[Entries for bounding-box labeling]
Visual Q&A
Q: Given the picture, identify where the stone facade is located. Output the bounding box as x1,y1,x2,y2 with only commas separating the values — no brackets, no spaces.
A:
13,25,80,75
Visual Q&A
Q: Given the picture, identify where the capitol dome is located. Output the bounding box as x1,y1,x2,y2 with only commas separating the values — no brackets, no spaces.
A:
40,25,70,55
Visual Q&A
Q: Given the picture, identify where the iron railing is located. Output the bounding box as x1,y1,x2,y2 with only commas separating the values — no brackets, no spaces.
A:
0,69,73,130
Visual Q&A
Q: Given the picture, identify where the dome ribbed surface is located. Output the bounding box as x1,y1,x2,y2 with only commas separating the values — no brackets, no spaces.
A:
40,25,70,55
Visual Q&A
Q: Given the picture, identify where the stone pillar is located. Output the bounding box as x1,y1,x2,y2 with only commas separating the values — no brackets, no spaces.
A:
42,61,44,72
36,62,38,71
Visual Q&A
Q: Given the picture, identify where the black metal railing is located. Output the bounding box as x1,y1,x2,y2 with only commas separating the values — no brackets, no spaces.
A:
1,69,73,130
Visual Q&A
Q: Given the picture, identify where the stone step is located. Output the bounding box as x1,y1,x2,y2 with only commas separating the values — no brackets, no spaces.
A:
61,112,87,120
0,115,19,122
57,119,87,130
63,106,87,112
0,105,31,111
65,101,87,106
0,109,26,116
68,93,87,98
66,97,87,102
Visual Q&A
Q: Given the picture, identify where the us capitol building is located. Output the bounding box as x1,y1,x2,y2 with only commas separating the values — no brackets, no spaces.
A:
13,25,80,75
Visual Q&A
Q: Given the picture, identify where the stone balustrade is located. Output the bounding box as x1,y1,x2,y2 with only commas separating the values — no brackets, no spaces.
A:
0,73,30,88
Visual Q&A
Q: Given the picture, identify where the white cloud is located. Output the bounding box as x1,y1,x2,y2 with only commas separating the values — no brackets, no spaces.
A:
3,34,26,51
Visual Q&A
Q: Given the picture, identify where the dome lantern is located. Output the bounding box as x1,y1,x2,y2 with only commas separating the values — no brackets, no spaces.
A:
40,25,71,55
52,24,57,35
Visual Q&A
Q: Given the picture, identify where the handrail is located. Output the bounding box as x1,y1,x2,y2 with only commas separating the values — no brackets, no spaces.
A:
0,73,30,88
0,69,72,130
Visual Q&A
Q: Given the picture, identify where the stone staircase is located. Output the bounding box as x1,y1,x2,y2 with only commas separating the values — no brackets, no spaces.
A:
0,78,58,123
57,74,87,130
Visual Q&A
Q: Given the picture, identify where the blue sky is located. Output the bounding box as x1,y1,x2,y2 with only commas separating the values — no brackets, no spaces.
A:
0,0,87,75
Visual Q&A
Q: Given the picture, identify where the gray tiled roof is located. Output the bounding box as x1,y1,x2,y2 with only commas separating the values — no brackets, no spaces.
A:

Exercise directions ▸
Reproduce every one of the lines above word for word, from the first to the last.

Output below ▸
Visual Q&A
Q: Given the picture, identify where the stone facade is located. Output the bounding box as x1,y1,x2,y2 with only commas separating the values — no brackets, no spaces.
A:
13,25,80,75
Visual Q&A
Q: Given the picture, identify where the capitol dome is located. Output the bounding box as x1,y1,x2,y2 with only commas separating the values — no brackets, no spaces.
A:
40,25,70,55
Visual Q&A
Q: Given the picture, identify where the iron railing is located. Output the bounding box as x1,y1,x2,y2 with only commas separating the values — no brackets, no spaces.
A:
0,69,73,130
Visual Q&A
Q: Given the picture, identify where the dome ribbed surface is located. Output the bounding box as x1,y1,x2,y2 with only commas separating the values — no brackets, no spaces.
A:
40,25,70,55
Visual Q&A
Q: Given the picture, identify where the stone pillar is located. Output the bounding box as x1,y1,x2,y2 with only commas separating the values — no brackets, no spaces.
A:
42,61,44,72
36,62,38,71
Visual Q&A
Q: Given the picture, identify where the black metal railing is located. Output the bounding box as x1,y1,x2,y2 with only commas separating the values — no brackets, no spaces.
A:
1,69,73,130
Visual Q&A
Q: Given the picture, identify where the stone step is located. Output the bounding box as x1,y1,x2,y2 with only commas separating the values — no brackets, no spaces.
A:
61,112,87,120
0,115,19,122
57,119,87,130
63,106,87,112
0,105,31,111
65,101,87,106
0,109,26,116
68,93,87,98
66,97,87,102
Visual Q&A
Q: Given the picture, identify where the us capitol building is located. Output the bounding box as x1,y1,x2,y2 with only commas separating the values — no brackets, no spaces.
A:
13,25,80,75
Visual Q&A
Q: Given the picture, identify where the stone balustrade is located. Output the bounding box as x1,y1,x2,y2 with only commas separating the values — no brackets, no spaces.
A:
0,73,30,88
Visual Q&A
Q: Given the picture, identify where the white cloud is located. Output the bounding box as x1,y1,x2,y2 with only commas separating the values — no brackets, no spaces.
A:
3,34,26,51
Visual Q&A
Q: Given the picture, identify where the dome lantern is located. Output the bounding box as x1,y1,x2,y2 with only commas separating the values — no brackets, no spaces.
A:
40,25,71,55
52,24,57,35
Visual Q&A
Q: Given the picture, identify where the handrail is located. Output the bounding box as x1,y1,x2,y2 with only commas separating the values — no brackets, no spaces.
A:
0,73,30,88
0,69,72,130
Visual Q&A
Q: Given the picture, identify where the stone staircase is located. Output the bounding box as x1,y1,x2,y2 with only commas separating the values — no brackets, no spaces.
A:
0,78,58,123
57,74,87,130
Visual Q&A
Q: Given the picture, identify where the blue sky is located. Output the bounding box as x1,y1,x2,y2 with only commas separating the values — no brackets, no spaces.
A:
0,0,87,75
Visual Q&A
Q: Given the picture, identify where the gray tiled roof is located. Output the bounding box as x1,y1,x2,y2 with only commas separating the values — no brackets, no spaces.
A:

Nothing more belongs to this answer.